**Stored items**
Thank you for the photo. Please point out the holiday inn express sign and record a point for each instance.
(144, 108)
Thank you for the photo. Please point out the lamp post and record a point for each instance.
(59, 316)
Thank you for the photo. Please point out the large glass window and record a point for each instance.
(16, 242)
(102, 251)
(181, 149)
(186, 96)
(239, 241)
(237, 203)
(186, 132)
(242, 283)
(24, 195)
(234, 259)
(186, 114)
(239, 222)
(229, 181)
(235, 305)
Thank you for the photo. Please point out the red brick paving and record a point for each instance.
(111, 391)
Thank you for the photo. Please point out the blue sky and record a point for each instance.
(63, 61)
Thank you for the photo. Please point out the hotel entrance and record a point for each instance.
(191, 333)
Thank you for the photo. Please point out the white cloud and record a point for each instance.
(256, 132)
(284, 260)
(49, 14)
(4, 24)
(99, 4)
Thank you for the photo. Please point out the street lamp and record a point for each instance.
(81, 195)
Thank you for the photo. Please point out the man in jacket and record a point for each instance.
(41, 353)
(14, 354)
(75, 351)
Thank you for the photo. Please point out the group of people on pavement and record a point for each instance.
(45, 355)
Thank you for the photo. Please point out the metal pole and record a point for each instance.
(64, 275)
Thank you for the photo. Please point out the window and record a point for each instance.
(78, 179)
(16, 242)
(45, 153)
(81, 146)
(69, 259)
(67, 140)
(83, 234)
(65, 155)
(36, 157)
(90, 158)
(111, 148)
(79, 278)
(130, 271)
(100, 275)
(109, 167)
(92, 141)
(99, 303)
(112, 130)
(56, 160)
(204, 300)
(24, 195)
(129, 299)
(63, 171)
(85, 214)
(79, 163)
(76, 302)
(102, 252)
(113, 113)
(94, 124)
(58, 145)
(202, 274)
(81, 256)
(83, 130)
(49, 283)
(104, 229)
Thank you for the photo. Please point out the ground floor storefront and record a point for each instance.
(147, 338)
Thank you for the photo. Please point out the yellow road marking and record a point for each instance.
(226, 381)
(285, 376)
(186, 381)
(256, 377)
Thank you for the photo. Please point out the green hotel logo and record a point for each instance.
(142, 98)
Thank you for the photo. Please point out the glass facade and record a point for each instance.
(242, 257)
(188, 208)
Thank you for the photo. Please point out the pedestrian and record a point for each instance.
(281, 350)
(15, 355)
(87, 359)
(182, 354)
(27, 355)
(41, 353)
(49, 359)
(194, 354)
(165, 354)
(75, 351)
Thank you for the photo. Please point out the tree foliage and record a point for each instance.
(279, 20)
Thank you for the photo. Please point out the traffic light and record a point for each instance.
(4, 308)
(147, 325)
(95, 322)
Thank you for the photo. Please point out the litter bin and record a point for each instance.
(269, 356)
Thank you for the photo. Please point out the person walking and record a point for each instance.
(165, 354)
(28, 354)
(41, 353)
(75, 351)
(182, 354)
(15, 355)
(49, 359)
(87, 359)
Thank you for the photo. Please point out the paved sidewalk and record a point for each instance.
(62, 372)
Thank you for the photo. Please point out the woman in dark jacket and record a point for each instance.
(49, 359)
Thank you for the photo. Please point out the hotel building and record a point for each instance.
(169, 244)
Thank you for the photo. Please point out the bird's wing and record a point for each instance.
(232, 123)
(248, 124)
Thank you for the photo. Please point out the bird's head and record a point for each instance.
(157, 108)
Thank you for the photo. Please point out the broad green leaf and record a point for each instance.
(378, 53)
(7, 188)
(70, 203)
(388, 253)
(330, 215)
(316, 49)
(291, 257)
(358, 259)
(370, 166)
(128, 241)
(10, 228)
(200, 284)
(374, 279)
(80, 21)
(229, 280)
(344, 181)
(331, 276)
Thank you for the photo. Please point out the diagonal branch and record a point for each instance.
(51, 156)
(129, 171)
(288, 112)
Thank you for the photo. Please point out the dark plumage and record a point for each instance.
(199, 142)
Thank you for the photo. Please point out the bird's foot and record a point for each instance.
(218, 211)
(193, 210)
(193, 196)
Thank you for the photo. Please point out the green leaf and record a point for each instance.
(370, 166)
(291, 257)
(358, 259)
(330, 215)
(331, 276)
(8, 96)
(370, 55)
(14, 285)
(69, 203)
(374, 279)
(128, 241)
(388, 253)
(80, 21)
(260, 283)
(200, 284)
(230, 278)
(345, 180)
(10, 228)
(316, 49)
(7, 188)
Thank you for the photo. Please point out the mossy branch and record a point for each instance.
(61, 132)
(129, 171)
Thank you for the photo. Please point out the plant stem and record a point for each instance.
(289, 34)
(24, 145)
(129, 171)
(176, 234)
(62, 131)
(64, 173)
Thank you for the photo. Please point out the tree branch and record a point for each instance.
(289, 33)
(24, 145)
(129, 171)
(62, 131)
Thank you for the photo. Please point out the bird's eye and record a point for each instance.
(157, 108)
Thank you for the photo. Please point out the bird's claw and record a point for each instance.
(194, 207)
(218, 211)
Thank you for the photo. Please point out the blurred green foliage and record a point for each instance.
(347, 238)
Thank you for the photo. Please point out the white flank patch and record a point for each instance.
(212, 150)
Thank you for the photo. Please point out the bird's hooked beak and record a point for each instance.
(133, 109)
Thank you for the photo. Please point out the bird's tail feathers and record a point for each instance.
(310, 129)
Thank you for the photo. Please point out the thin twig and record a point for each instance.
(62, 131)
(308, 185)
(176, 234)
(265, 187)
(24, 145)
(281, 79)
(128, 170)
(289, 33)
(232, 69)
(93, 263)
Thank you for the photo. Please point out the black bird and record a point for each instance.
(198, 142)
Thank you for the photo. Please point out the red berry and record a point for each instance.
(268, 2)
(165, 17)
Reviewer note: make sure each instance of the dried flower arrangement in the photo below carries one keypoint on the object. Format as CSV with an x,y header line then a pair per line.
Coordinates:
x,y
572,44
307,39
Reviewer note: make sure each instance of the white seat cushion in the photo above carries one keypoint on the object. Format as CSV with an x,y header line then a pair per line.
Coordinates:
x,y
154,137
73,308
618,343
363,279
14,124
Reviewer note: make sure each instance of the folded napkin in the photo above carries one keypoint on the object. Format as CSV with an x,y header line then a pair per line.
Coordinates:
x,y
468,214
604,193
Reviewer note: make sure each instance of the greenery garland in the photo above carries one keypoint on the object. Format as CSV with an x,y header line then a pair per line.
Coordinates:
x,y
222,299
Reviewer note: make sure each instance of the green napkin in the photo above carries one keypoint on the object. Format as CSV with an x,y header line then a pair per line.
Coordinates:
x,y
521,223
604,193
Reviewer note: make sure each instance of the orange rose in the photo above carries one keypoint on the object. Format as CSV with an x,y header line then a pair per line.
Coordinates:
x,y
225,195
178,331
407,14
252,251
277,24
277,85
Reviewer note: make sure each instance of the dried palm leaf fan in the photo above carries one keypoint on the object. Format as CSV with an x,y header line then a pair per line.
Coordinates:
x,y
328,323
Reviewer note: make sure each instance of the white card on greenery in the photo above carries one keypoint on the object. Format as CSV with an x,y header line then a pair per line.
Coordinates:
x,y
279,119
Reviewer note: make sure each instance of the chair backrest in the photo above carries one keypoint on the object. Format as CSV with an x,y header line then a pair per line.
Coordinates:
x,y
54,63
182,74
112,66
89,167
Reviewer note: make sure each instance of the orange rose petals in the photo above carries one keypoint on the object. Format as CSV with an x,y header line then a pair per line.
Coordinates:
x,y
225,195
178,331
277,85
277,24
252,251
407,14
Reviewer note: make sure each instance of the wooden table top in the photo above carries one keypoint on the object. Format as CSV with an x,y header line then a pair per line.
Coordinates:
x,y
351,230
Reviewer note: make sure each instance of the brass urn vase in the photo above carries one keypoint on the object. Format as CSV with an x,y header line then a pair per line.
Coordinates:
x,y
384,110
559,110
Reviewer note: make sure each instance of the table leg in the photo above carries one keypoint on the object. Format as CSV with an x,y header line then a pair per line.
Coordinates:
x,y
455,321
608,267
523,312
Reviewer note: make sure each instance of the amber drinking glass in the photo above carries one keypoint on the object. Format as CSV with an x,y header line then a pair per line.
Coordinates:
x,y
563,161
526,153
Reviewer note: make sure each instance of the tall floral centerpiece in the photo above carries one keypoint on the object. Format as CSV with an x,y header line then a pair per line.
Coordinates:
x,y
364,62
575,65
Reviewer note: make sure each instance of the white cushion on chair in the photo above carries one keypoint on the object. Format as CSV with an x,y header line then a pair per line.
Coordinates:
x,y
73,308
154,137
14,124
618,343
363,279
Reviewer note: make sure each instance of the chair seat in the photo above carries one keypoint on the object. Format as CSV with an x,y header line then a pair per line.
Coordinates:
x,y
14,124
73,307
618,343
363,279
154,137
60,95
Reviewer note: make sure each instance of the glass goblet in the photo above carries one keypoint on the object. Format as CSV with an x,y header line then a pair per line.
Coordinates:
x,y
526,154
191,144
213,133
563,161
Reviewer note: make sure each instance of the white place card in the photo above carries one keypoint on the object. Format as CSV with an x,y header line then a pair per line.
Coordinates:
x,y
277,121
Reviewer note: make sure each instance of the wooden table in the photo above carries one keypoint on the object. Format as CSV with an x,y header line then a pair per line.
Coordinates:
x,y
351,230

**EXERCISE REQUIREMENTS**
Within the records above, determine how many lines contain the word "table". Respond with that number and no other text.

**SOLUTION TO THIS TASK**
3